____ Material shown

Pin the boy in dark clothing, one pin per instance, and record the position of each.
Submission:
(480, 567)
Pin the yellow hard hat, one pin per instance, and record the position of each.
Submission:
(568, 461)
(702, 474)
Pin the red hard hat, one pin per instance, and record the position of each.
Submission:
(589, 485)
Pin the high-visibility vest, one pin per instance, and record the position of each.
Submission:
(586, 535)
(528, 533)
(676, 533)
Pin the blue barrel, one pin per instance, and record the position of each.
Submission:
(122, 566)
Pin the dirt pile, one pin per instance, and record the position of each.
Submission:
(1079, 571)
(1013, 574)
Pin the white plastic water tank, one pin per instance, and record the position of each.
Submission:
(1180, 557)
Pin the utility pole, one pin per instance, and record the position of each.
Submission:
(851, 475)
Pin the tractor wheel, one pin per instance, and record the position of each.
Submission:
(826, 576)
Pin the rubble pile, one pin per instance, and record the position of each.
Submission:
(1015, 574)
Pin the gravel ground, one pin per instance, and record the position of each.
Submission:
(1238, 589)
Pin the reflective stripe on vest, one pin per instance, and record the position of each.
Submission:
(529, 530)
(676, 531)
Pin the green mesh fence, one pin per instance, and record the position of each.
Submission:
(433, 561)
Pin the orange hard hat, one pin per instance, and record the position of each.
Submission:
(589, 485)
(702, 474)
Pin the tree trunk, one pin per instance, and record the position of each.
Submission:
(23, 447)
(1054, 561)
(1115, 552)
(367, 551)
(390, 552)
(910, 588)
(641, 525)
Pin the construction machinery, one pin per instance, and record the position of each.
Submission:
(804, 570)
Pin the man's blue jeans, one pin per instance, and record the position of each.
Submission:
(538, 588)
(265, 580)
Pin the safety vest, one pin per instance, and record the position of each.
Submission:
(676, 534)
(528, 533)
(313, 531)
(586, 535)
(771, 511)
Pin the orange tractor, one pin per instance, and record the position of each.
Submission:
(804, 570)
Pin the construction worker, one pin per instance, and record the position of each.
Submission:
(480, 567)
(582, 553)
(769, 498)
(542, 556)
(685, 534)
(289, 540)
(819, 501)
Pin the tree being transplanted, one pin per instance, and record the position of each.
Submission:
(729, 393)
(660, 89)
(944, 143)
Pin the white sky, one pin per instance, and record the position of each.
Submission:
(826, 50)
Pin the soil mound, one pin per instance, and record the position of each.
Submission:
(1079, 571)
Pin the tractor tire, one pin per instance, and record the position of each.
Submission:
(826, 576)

________

## Exercise directions
Go through the entries above and report every line in which the word "hard" appears.

## Answer to the exercise
Pin the yellow hard hat, one pin per instance, and record the position of each.
Pin the red hard hat, one pin per instance, and record the position of each.
Pin the orange hard hat, one pin per instance, and record the position of each.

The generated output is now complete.